Stated exercise a:
Copy out the stretch of rows from the line containing "Locate the grassy" through the end of the rows, both ends included.

User guide

This guide gives a short introduction about Chemaxon's Trainer Engine.

The interfaces of Trainer Engine

Trainer Engine offers three interfaces:

Trainer Engine graphical user interface (GUI) to build, validate and compare models for computational chemists
Trainer Engine REST API for integration and automation
Playground to run interactive predictions

The generic workflows of Trainer Engine are summarised in this page.

Trainer Engine Graphical User Interface (GUI)

The GUI of Trainer Engine was built on the concept of the run. A run is a long process that requires several computational resources to yield a result. To create a new run in Trainer Engine, click on the New run button and choose a run type.

The following run types can be created.

Automated models

Automated model building is a process of descriptor generation and model training runs that yields an array of models with the optimal model with high accuracy. The best model is selected from the generated array of models based on sorting using accuracy parameters.

To run an automated model building, follow the steps below.

1) Upload an input file. The supported file format is .sdf, with labeled data stored in a mandatory sdf field. Also, set the Observed value, Problem type and Target name fields.

2) Automated model building uses the Boruta algorithm for descriptor selection. You can override this manually by enabling the Use advanced configuration option.

(Records from a collection)
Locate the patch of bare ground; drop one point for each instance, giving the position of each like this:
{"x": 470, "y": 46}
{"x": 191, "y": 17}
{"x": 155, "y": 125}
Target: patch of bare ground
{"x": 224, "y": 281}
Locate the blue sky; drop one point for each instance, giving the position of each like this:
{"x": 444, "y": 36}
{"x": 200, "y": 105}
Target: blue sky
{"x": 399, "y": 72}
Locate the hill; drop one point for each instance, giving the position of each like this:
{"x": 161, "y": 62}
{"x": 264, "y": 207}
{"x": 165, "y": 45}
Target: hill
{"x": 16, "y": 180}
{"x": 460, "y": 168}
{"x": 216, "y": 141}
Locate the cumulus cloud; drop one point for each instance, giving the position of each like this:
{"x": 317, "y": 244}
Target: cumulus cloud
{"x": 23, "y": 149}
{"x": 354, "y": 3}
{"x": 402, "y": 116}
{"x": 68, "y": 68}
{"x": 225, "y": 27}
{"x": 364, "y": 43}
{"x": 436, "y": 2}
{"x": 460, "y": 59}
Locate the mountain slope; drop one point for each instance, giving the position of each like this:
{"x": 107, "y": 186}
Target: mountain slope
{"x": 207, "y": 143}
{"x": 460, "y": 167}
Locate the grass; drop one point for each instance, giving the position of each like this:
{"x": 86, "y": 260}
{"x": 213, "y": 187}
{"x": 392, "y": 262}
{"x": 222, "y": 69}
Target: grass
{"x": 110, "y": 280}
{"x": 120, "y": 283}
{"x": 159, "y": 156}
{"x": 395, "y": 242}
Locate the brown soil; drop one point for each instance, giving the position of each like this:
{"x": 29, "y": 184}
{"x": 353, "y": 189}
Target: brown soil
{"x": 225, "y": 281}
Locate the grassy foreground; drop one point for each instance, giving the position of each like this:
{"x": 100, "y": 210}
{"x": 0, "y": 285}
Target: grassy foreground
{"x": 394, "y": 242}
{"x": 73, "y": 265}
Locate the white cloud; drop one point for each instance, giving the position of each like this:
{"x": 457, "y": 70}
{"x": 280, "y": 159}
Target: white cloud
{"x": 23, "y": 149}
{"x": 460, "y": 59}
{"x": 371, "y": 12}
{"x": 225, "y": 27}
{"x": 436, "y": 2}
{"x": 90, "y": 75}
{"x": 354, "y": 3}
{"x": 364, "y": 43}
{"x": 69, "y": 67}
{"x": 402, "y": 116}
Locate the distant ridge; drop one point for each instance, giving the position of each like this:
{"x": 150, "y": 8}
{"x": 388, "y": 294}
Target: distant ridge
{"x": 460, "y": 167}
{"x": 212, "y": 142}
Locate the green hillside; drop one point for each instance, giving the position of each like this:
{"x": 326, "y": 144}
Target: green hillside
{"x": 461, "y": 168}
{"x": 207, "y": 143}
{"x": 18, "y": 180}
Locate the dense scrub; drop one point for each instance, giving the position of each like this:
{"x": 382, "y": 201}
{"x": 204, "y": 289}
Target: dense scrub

Stated exercise b:
According to the Trainer Engine user guide, which algorithm does automated model building use for descriptor selection?

Problem solution a:
Locate the grassy foreground; drop one point for each instance, giving the position of each like this:
{"x": 100, "y": 210}
{"x": 0, "y": 285}
Target: grassy foreground
{"x": 394, "y": 242}
{"x": 73, "y": 265}
Locate the white cloud; drop one point for each instance, giving the position of each like this:
{"x": 457, "y": 70}
{"x": 280, "y": 159}
Target: white cloud
{"x": 23, "y": 149}
{"x": 460, "y": 59}
{"x": 371, "y": 12}
{"x": 225, "y": 27}
{"x": 436, "y": 2}
{"x": 90, "y": 75}
{"x": 354, "y": 3}
{"x": 364, "y": 43}
{"x": 69, "y": 67}
{"x": 402, "y": 116}
Locate the distant ridge; drop one point for each instance, giving the position of each like this:
{"x": 150, "y": 8}
{"x": 388, "y": 294}
Target: distant ridge
{"x": 460, "y": 167}
{"x": 212, "y": 142}
Locate the green hillside; drop one point for each instance, giving the position of each like this:
{"x": 326, "y": 144}
Target: green hillside
{"x": 461, "y": 168}
{"x": 207, "y": 143}
{"x": 18, "y": 180}
Locate the dense scrub; drop one point for each instance, giving the position of each like this:
{"x": 382, "y": 201}
{"x": 204, "y": 289}
Target: dense scrub

Problem solution b:
The Boruta algorithm.